Goal of the exercise:
Put the material below, from the line with "Annotate any visible red carpet." up to and including the line with "[[423, 172, 642, 196], [453, 248, 798, 530]]", into a Markdown table with the columns Row and Line. Number each line in order and skip any blank lines.

Stored records:
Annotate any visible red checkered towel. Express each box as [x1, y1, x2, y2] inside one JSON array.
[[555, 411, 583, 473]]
==
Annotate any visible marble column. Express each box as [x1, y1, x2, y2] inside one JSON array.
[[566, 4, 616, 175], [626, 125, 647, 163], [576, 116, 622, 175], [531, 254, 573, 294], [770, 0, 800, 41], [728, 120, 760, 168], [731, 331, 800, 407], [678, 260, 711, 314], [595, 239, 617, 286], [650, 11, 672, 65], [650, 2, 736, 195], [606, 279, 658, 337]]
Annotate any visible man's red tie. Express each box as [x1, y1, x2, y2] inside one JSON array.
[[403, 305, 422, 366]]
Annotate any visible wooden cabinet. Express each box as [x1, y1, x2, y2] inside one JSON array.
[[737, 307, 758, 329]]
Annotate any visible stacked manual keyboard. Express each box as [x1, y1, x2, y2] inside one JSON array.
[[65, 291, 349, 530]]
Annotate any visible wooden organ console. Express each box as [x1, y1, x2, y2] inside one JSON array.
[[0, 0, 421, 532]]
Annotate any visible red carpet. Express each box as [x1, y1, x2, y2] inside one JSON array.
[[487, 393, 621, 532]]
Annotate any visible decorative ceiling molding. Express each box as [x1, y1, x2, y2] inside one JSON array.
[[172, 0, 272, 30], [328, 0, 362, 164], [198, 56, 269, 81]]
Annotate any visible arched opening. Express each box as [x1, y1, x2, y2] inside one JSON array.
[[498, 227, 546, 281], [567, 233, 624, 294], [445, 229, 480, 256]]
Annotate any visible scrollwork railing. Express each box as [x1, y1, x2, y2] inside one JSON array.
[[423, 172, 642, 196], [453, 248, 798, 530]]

Answer to the task:
| Row | Line |
|---|---|
| 1 | Annotate any visible red carpet. Express each box as [x1, y1, x2, y2] inside one JSON array. |
| 2 | [[487, 393, 621, 532]] |
| 3 | Annotate any visible decorative ceiling molding. Express each box as [x1, y1, x2, y2] inside one JSON array. |
| 4 | [[172, 0, 272, 30], [328, 0, 362, 164], [198, 56, 269, 81]] |
| 5 | Annotate any visible arched opening. Express each box as [x1, y1, x2, y2] inside one JSON array. |
| 6 | [[498, 227, 546, 281], [567, 233, 624, 294], [445, 229, 480, 256]] |
| 7 | Annotate any visible scrollwork railing. Express each box as [x1, y1, x2, y2] inside one JSON array. |
| 8 | [[423, 172, 642, 196], [453, 248, 798, 530]] |